▶ [Task to complete] Repeat each line of the material exactly.

▶ [Available records]
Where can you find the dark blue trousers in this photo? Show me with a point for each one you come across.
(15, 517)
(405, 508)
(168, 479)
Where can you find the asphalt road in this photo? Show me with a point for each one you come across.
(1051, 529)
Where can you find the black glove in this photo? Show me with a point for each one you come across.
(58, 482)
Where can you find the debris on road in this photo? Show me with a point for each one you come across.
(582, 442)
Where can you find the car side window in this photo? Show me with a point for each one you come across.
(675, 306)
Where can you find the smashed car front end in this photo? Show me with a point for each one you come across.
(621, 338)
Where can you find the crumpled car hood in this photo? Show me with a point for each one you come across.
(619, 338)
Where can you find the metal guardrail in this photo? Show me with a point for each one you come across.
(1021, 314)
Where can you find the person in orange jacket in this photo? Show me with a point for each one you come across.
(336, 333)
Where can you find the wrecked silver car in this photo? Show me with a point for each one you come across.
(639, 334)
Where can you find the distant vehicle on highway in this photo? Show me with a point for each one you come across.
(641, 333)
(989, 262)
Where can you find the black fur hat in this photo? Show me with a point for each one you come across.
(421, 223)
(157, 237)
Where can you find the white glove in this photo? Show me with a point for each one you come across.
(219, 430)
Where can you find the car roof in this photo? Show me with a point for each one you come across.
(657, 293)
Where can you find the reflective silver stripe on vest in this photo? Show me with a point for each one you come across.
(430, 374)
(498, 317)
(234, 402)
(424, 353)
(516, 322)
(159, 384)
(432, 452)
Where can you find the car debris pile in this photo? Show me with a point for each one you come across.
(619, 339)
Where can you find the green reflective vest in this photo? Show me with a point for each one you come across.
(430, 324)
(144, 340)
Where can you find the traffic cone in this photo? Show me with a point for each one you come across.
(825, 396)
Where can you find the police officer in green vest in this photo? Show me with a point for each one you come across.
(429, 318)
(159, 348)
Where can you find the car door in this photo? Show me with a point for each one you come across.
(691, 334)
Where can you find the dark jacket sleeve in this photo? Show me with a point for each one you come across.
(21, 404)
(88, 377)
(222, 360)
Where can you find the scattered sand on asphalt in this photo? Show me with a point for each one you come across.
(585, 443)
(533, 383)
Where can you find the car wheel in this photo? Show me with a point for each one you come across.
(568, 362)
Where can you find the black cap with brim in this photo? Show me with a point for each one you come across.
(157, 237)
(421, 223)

▶ [Response to the task]
Where can you find the dark blue trousers in this photo? Show me with a point for each one you come across.
(15, 517)
(405, 508)
(168, 479)
Where can you find the asphalt road in this photo? Show me with a point for each one you come across.
(1051, 529)
Where can you find the black glove in this photo? Show me with a point for each one you come across.
(58, 482)
Where can you find the debris on road in this photo? Show me with a point for each one you come across.
(582, 442)
Where can you find the car side window in this photo? Show me with a point for each one you come across.
(675, 306)
Where can you find the smashed car front end in this photo? Show me with a point for each one you come across.
(621, 338)
Where can you find the crumpled car hood in this photo? Show me with a point for each one you come across.
(619, 338)
Where can you find the metal guardrail in this photo? Show me with a point for each one you come across.
(1021, 314)
Where can you find the person in orange jacket in this photo? Show me with a point for each one you come across.
(336, 333)
Where can you find the wrecked silver car in this photo? Show me with a point for each one you come across.
(639, 334)
Where can you find the distant vehicle on highway in this photo? Show me with a point for each one you come across.
(641, 333)
(989, 262)
Where can you find the black fur hat in this photo? Show me with a point for each one you come across.
(421, 223)
(157, 237)
Where can you find the white glove in this photo? Show me with a point for each one you come across.
(219, 430)
Where can you find the car roof in this photo? Show me with a point for each one you come across.
(657, 293)
Where can you find the reflective silver stripe on vest in this photo? Show me with a point for each one you come across.
(430, 374)
(498, 317)
(234, 402)
(424, 353)
(516, 322)
(159, 384)
(432, 452)
Where can you find the car debris pile in this photo? Show me with a point for each one you come across.
(619, 339)
Where can you find the green reflective vest in this photo? Show me with a point for each one you come across.
(430, 324)
(144, 340)
Where can you find the traffic cone in this photo? Show me with a point for each one you come across.
(825, 396)
Where can you find the police officer in green vest in this photo? Show me with a point for each one you come across.
(429, 318)
(159, 348)
Where can you find the car door in this photo? Show me with a point for each one you come across.
(691, 334)
Where can you find the dark jacket sleeve in this photo? Show me with a point for each one you come across.
(21, 404)
(88, 377)
(222, 360)
Where can you find the scattered sand on asphalt in this photo? Show me with a point for each one you come across.
(585, 443)
(533, 383)
Where can you find the car wheel in this photo? Show me with a point for each one you come across.
(568, 362)
Where can you find the black cap with brim in this photo? Show me with a point for each one you come across.
(157, 237)
(421, 223)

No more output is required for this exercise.